--- begin Data excerpts ---
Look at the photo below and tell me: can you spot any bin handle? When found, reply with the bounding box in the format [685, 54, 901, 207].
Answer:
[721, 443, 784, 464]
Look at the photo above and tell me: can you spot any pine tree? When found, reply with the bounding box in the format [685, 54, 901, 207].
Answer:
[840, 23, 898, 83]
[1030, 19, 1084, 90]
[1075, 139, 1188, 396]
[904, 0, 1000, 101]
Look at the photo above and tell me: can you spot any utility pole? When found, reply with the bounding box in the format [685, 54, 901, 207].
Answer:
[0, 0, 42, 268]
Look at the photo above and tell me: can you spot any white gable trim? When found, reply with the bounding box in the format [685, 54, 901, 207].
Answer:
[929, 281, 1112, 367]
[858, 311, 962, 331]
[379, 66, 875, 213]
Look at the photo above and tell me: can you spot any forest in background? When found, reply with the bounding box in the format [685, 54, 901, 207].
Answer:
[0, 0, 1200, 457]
--- end Data excerpts ---
--- begin Data excerpts ---
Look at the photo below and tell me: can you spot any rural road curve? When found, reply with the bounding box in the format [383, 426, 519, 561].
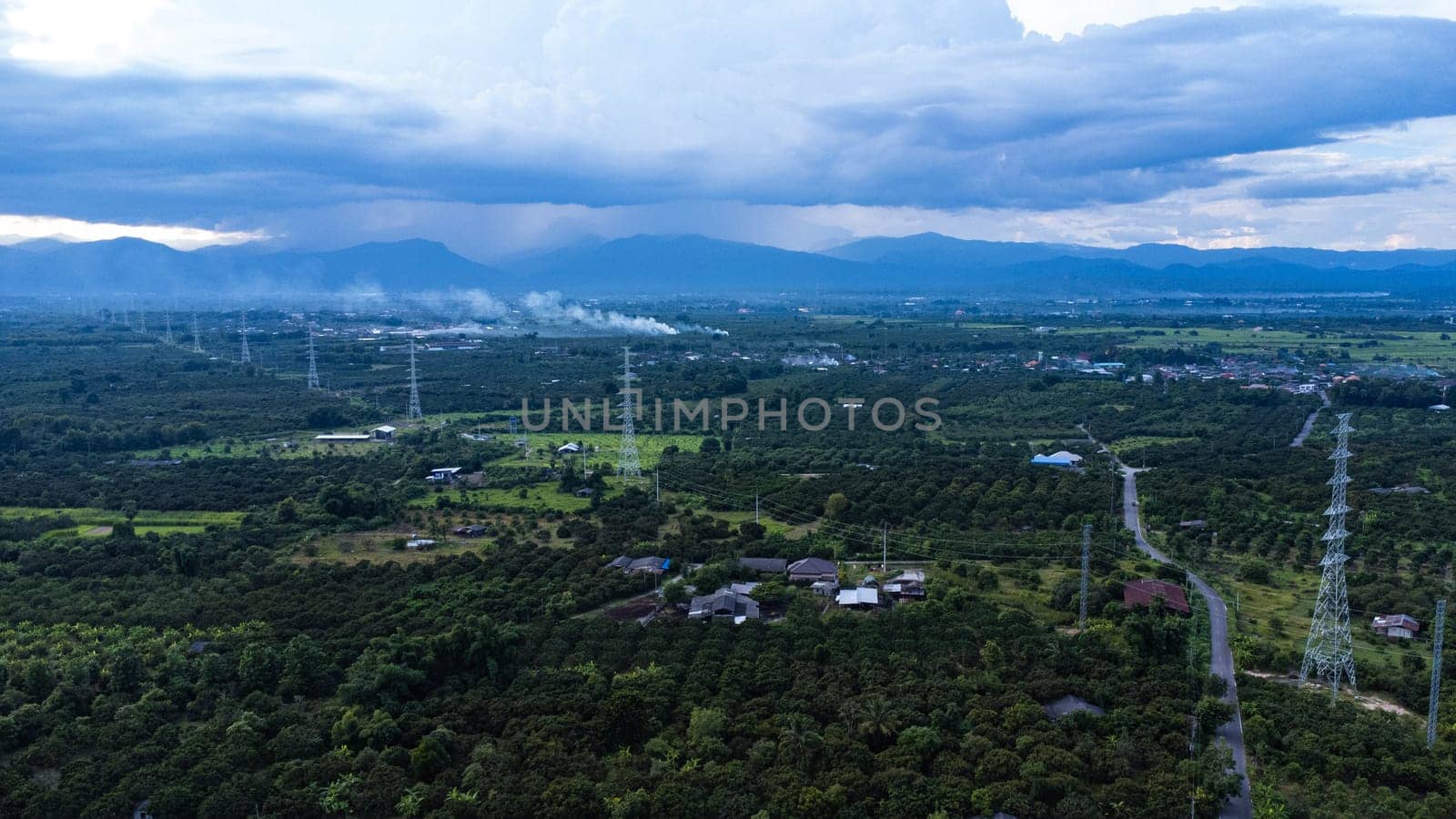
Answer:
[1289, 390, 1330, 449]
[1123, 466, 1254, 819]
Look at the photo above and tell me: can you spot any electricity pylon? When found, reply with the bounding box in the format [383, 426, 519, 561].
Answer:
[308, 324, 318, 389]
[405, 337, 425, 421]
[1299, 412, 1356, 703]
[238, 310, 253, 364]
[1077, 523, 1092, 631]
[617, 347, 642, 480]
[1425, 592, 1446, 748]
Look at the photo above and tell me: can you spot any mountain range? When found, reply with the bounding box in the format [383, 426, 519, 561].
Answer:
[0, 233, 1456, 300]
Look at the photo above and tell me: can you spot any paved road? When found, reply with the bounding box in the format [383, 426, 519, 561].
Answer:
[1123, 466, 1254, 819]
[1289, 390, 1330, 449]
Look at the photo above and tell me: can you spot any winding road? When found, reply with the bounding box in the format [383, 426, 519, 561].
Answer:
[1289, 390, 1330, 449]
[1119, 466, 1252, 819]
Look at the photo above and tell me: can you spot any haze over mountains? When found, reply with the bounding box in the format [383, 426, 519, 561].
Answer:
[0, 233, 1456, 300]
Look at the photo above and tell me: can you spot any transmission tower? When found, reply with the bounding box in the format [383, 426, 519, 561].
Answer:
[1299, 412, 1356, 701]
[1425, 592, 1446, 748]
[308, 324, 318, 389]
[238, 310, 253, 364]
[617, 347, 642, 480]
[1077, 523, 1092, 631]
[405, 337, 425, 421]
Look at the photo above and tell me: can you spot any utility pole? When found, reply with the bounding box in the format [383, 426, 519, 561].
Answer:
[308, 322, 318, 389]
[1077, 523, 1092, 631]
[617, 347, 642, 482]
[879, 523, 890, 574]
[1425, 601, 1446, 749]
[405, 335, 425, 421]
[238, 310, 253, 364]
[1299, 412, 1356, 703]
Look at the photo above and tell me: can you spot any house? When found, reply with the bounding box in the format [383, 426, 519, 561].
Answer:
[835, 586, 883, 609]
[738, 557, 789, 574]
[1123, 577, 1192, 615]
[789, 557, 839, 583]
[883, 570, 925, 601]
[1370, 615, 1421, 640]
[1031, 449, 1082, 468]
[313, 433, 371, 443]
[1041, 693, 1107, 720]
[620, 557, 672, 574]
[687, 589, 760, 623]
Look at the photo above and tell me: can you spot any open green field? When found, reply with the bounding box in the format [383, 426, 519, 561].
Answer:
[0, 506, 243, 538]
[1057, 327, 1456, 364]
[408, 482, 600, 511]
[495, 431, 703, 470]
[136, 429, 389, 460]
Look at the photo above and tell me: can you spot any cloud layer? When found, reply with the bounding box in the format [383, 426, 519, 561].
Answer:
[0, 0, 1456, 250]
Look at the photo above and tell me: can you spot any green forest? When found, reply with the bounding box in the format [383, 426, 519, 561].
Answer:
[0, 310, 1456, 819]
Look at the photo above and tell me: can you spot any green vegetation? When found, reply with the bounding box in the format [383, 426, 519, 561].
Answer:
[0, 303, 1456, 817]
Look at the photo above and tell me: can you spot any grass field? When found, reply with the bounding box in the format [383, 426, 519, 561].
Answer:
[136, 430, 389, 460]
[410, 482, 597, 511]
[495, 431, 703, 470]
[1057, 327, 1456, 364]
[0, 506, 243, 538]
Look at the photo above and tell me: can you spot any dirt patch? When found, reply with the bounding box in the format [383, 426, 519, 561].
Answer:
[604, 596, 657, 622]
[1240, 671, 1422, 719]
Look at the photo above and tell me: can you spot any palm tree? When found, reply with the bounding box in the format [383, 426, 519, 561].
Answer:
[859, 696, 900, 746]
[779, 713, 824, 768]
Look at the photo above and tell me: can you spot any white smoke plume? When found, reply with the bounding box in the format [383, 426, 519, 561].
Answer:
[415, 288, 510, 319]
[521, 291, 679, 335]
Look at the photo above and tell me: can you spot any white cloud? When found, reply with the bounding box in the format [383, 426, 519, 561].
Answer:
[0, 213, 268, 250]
--- end Data excerpts ---
Written request: Please copy out the rows beginning at the line that contains "spot any palm" and stopping after the line that contains "[779, 713, 824, 768]", changing "palm tree" to "cypress tree" and leaving everything else untouched.

Result below:
Look at the photo above and tell me: can you spot any cypress tree? When found, reply with the bounding box in the format [383, 426, 519, 561].
Answer:
[859, 696, 900, 746]
[779, 713, 824, 768]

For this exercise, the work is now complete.